Only the lines from the one containing "Exercise. Point to the teeth" through the end of the data below are to be repeated, exactly as given, without pictures.

**Point localization data:**
= = = =

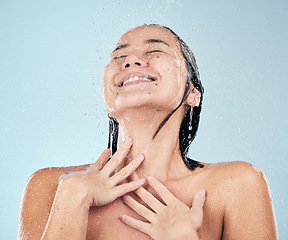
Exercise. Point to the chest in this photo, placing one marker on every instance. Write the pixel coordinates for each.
(104, 222)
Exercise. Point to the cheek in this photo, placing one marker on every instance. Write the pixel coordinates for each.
(108, 84)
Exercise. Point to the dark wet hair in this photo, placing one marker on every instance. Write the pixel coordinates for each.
(190, 122)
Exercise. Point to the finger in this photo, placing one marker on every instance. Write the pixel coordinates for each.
(117, 157)
(198, 200)
(101, 161)
(149, 199)
(137, 224)
(134, 176)
(127, 170)
(128, 187)
(161, 190)
(139, 208)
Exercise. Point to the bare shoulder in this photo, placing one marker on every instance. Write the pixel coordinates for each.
(38, 198)
(246, 199)
(238, 171)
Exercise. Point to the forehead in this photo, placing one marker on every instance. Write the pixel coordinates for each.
(143, 33)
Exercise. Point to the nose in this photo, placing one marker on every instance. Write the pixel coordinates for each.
(134, 60)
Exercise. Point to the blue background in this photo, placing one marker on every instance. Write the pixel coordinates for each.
(52, 56)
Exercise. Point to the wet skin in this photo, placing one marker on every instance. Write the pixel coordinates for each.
(147, 77)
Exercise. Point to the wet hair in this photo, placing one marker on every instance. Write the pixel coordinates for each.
(190, 122)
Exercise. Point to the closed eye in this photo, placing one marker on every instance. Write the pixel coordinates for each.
(152, 51)
(121, 56)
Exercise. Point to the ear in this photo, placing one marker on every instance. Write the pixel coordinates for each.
(193, 98)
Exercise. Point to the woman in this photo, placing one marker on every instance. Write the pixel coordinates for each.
(149, 189)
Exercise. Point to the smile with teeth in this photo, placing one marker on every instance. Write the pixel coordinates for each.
(135, 79)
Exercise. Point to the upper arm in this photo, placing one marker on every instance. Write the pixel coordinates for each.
(36, 203)
(248, 206)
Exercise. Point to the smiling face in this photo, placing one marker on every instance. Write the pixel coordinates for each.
(147, 69)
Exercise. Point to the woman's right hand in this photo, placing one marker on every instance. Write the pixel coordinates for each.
(98, 185)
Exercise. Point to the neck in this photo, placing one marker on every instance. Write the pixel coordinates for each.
(162, 152)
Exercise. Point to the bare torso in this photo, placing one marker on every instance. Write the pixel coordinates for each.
(104, 222)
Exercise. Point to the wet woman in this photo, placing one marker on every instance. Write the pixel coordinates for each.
(149, 189)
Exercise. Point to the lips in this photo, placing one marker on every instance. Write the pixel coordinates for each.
(134, 78)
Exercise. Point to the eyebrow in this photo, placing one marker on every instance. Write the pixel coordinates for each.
(156, 41)
(147, 41)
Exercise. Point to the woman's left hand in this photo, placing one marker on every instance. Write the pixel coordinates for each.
(171, 220)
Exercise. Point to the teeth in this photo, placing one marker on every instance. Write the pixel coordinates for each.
(136, 78)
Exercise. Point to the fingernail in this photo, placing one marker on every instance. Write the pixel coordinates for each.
(107, 151)
(149, 179)
(142, 180)
(128, 140)
(139, 158)
(125, 198)
(201, 193)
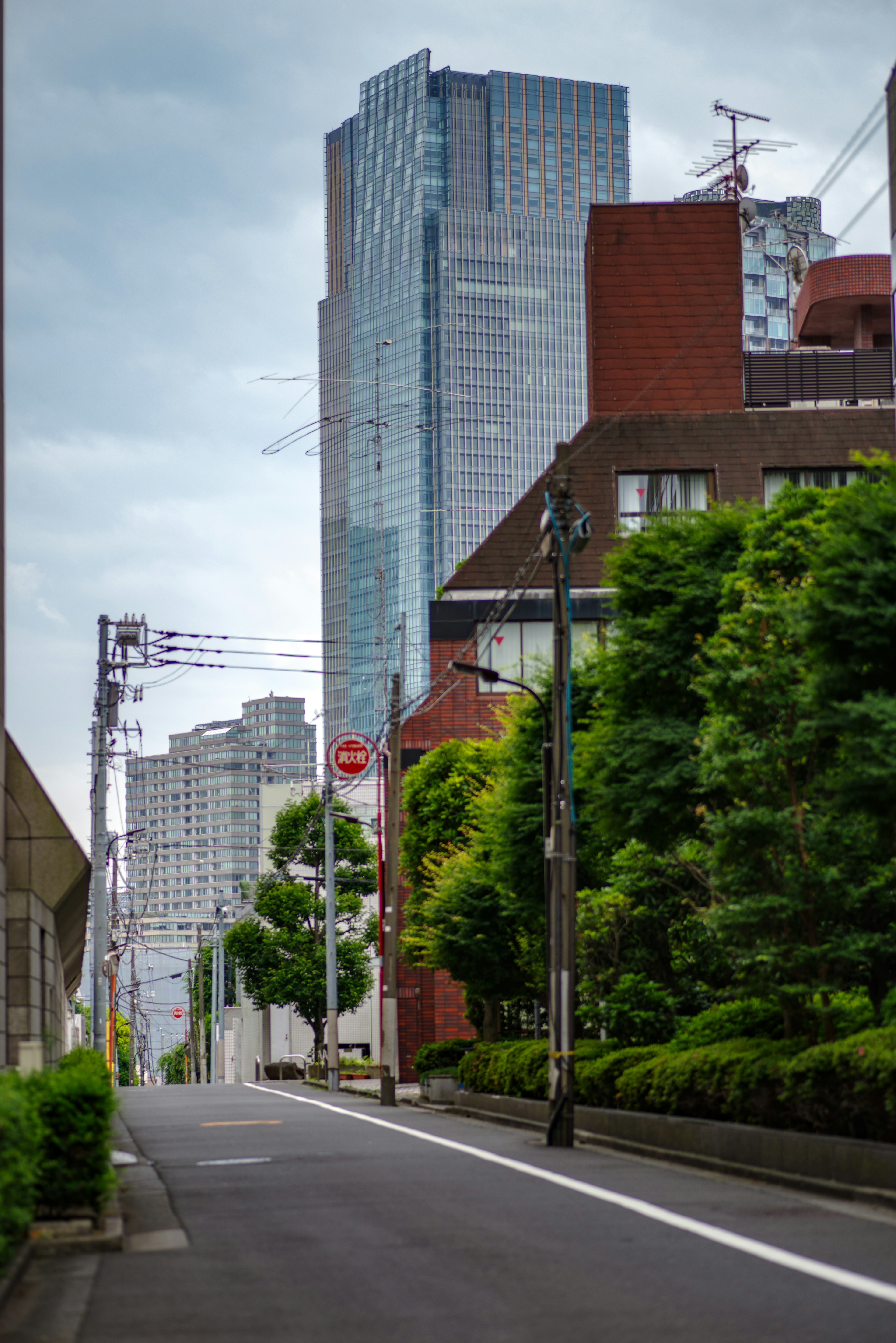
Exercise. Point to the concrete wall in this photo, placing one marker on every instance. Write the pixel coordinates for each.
(46, 914)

= = = =

**Problem solution:**
Exercise. Point to the teeth in this photo, placing one marker on every instance. Write the pixel coordinates for each.
(136, 78)
Exercise. Point to the fingernail in this photo, placing one marker on every instance. Write the pixel coordinates for each.
(107, 151)
(149, 179)
(142, 180)
(128, 140)
(139, 158)
(125, 198)
(201, 193)
Exercise. Point to the concrete wall in this photo, placing one marker on every instance. Write the pixel coordinates for each.
(46, 914)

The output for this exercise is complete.